_What you are asked to do_
Nothing but the lines holding the string "gray" should appear in the answer. Copy them from the entries.

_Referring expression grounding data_

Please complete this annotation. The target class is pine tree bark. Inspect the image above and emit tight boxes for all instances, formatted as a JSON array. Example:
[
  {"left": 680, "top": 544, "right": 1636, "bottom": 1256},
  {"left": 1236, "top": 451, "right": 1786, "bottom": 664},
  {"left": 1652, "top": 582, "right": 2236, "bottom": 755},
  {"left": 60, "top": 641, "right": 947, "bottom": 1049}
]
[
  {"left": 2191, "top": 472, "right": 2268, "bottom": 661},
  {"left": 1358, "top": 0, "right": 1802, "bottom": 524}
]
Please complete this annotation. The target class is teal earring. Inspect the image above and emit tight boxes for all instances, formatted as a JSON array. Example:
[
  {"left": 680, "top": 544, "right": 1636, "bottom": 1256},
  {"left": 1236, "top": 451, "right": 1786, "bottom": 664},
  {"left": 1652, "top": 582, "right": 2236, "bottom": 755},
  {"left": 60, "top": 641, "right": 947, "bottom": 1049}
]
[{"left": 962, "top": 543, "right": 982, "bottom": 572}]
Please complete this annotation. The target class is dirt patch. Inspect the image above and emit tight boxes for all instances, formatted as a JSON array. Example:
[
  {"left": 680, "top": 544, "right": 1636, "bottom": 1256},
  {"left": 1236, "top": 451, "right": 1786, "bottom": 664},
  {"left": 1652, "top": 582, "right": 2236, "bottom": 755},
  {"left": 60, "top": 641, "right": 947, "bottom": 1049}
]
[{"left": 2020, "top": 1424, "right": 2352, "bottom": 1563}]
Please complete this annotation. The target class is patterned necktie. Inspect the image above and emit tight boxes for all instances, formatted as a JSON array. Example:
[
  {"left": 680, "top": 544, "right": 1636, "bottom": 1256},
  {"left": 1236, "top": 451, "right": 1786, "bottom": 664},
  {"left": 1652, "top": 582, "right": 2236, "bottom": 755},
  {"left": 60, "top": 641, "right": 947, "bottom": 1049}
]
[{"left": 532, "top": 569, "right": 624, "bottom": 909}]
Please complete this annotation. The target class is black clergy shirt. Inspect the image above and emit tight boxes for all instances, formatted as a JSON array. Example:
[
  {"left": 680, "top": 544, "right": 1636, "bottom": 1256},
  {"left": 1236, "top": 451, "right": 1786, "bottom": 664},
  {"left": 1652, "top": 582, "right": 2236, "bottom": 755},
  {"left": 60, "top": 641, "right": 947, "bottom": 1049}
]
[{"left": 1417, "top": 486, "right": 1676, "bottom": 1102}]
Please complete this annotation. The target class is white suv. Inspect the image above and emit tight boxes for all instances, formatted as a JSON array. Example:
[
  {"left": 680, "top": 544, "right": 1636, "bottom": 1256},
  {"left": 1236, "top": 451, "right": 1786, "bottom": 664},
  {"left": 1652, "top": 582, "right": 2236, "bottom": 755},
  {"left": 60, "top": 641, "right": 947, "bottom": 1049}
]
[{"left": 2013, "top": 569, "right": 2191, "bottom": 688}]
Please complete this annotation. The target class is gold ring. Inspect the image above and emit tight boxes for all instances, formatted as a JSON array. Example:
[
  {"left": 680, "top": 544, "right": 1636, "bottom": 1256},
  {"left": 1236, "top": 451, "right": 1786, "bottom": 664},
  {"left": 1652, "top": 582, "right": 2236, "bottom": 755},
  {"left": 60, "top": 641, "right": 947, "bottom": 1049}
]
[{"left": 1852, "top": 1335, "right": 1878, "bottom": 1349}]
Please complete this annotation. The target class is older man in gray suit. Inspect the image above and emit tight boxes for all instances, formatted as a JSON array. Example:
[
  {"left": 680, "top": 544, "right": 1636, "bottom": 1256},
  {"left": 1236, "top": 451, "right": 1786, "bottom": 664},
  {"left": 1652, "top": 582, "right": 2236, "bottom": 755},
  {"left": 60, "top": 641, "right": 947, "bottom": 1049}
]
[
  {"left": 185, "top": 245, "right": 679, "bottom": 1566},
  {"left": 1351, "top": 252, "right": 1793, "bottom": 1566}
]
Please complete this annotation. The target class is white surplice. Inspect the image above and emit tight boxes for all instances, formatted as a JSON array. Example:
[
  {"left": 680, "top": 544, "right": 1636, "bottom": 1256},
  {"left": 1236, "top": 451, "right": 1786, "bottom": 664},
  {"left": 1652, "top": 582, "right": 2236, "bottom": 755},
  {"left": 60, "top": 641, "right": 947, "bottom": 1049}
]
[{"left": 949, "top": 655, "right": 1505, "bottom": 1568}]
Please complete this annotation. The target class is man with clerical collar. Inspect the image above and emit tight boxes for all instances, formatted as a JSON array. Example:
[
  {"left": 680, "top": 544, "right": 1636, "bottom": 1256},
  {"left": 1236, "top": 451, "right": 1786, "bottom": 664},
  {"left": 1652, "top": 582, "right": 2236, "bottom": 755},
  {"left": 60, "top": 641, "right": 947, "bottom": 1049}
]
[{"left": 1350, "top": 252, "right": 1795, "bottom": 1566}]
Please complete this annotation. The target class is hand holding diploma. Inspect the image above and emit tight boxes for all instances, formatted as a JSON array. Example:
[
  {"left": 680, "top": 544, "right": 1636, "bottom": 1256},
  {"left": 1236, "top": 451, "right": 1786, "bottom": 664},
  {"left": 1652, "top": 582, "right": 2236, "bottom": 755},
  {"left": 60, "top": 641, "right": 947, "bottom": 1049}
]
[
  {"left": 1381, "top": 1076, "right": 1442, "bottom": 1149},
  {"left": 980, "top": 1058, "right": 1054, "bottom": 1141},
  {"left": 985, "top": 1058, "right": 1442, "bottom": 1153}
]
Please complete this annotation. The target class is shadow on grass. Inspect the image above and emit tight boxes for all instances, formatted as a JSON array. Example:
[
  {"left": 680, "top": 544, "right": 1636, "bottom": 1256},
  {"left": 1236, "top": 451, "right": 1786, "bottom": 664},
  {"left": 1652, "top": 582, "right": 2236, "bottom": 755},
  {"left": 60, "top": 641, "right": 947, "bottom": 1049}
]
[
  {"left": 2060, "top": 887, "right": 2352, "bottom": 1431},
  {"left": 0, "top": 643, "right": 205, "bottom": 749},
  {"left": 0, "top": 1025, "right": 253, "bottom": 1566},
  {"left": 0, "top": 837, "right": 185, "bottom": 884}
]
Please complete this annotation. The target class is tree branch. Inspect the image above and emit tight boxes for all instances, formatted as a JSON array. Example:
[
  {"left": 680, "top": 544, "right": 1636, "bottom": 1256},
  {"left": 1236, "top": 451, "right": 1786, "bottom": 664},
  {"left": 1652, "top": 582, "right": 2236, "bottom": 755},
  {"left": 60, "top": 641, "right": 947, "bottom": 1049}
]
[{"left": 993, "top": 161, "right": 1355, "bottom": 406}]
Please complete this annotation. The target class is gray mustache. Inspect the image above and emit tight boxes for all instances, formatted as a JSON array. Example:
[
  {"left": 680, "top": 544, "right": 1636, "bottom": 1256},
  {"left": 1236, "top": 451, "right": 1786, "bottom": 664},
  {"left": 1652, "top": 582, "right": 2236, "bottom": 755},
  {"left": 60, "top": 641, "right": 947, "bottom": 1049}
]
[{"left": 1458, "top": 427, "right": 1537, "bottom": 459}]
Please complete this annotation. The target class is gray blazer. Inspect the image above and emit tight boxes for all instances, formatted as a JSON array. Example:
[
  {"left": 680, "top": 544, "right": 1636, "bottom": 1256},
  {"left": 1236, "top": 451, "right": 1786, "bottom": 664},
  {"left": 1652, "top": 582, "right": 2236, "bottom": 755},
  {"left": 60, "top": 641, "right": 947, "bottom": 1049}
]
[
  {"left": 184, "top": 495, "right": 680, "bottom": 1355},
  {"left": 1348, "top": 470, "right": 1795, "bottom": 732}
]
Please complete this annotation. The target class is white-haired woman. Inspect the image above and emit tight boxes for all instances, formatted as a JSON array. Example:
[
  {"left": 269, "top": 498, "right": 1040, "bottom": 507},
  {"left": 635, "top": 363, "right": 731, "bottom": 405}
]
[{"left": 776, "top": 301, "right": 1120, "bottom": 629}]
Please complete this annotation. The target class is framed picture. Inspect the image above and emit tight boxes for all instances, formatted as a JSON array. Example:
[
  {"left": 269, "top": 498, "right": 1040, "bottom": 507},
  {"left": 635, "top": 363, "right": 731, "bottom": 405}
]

_Task response_
Please complete this annotation. The target class is older man in gray suit. Inspect the image above and emit tight boxes for all instances, formatted as a JSON array. Example:
Please complete this annotation. The target class is gray mustache. Inspect the image above and emit tight boxes for all instances, formatted as a JSON array. Example:
Please complete this annotation. The target class is gray blazer. Inspect the image above and emit tight boxes for all instances, formatted as a JSON array. Example:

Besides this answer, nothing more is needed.